PASSAGE GIVEN:
/ 13 March 2004

UN war crimes judge defies calls to resign

Geoffrey Robertson’s future as president of the United Nations-backed war crimes court in Sierra Leone hung in the balance last night after the British barrister defied calls to resign over alleged bias against some defendants.

Robertson staked his reputation on convincing fellow judges to keep him as their chief justice despite efforts by defence lawyers and the prosecution to dump him because of a book he wrote which depicted Sierra Leone’s rebels as bloodthirsty criminals.

Three appeal court judges are expected to rule over the weekend on whether he will stay on as president of a court that is supposed to be a bold step in the evolution of international justice.

Defence lawyers said the court would suffer a crisis of legitimacy if Mr Robertson stayed, because of his perceived hostility to some of the defendants accused of atrocities in the west African country’s decade-long civil war.

But in a submission to the appeals chamber yesterday Robertson urged the court to dismiss the attempt to disqualify him, suggesting it lacked authority, since he was appointed by the government of Sierra Leone.

Robertson also argued that he should not be permanently disqualified from all cases since the bias allegations concerned only some cases which had yet to start.

Established in 2002 to try those most responsible for a conflict which claimed nearly 200,000 lives, the court is a hybrid between a UN tribunal and a Sierra Leonean court, which is supposed to avoid the delays which have plagued the international tribunals dealing with the Balkans and Rwanda.

Before being appointed to the court Mr Robertson, a leading human rights lawyer, denounced the Revolutionary United Front in his book Crimes Against Humanity – The Struggle for Global Justice. In a chapter titled Lessons from Sierra Leone, he referred to the rebels’ ”grotesque crimes against humanity” and ”devilish tortures” which included chopping off limbs.

The book said the scale of the atrocities amounted to a crime against humanity which must never be forgiven sufficiently for the RUF to be given a slice of power. ”On the contrary, its leaders deserve to be captured and put on trial.”

Human rights organisations and many Sierra Leoneans have voiced similar sentiments, but defence lawyers said Robertson should not have been appointed to the court, whose judges were supposed to be impartial, just months after the book’s second edition was published.

GIVEN DATA:
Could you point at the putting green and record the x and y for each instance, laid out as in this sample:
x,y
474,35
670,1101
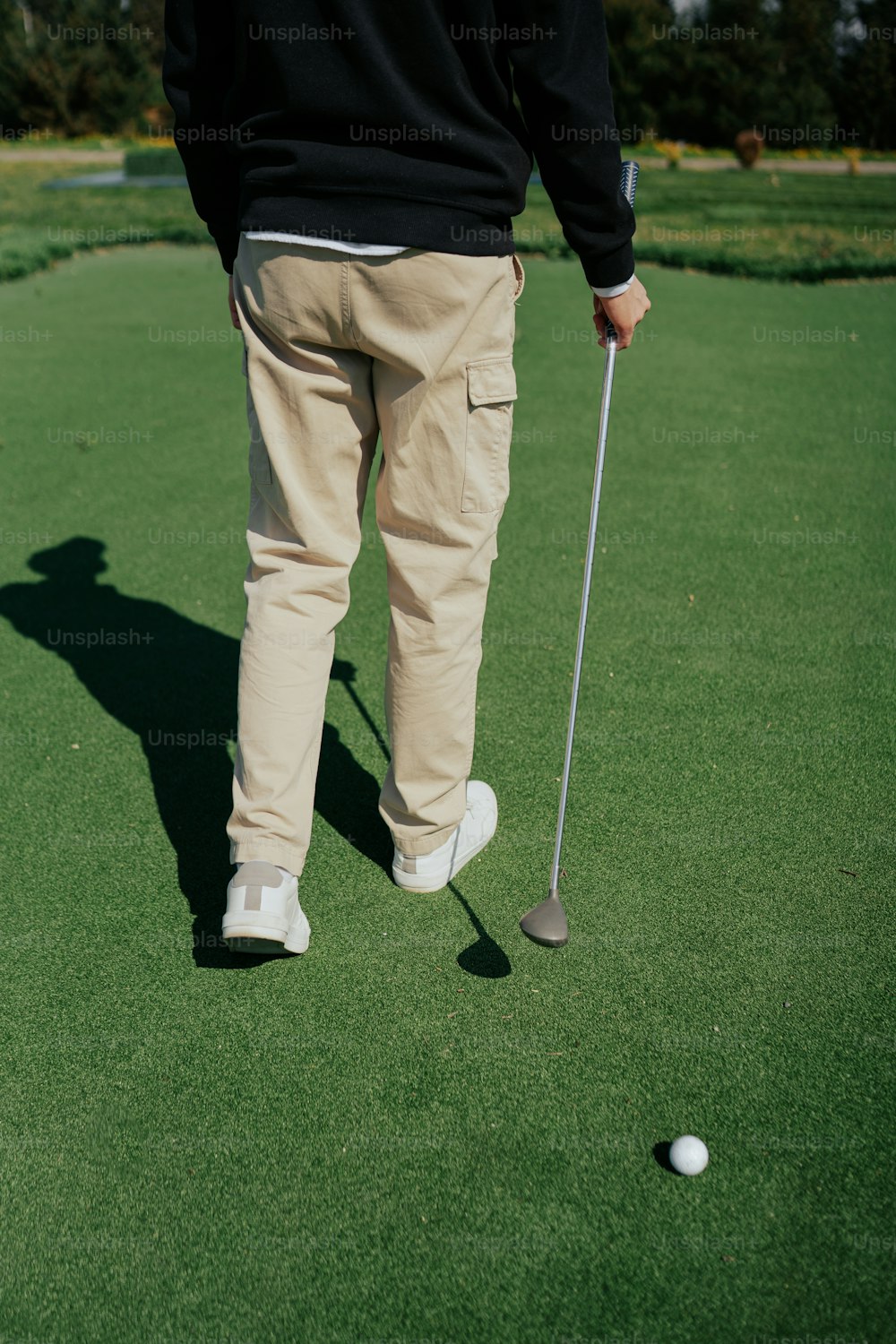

WHAT TO WORK ON:
Continue the news article about the Sierra Leone war crimes judge, starting after its last paragraph.

TASK ANSWER:
Three of the nine defendants belonged to the RUF and another three to an allied group, the AFRC. All deny crimes against humanity.

Although they were not named in the book, defence lawyers argued their guilt had been prejudged. Prosecutors in effect backed the defence application to disqualify the president by saying there was ”an appearance of bias”.

In what observers said was a tight but narrow argument, Robertson said that under court rules a judge accused of bias could be challenged to withdraw from a particular case — but not all of them.

”I do not think it right to respond to a request to ‘withdraw’ … it would be a precedent for undermining judicial independence, a value without which no court can function,” he said.

Sulaiman Banja Tejan-Sie, a defence lawyer, said the QC’s submission was technically brilliant but a low point in a great career. ”Robertson is a hero of mine, but the honourable thing would have been to go.” Another lawyer said it was ”sad” that such a towering figure of international jurisprudence should seek refuge in the technicality of rules which he had helped draft.

The three appeal judges — an Austrian, a Nigerian and a Sierra Leonean — will resume the hearing this morning.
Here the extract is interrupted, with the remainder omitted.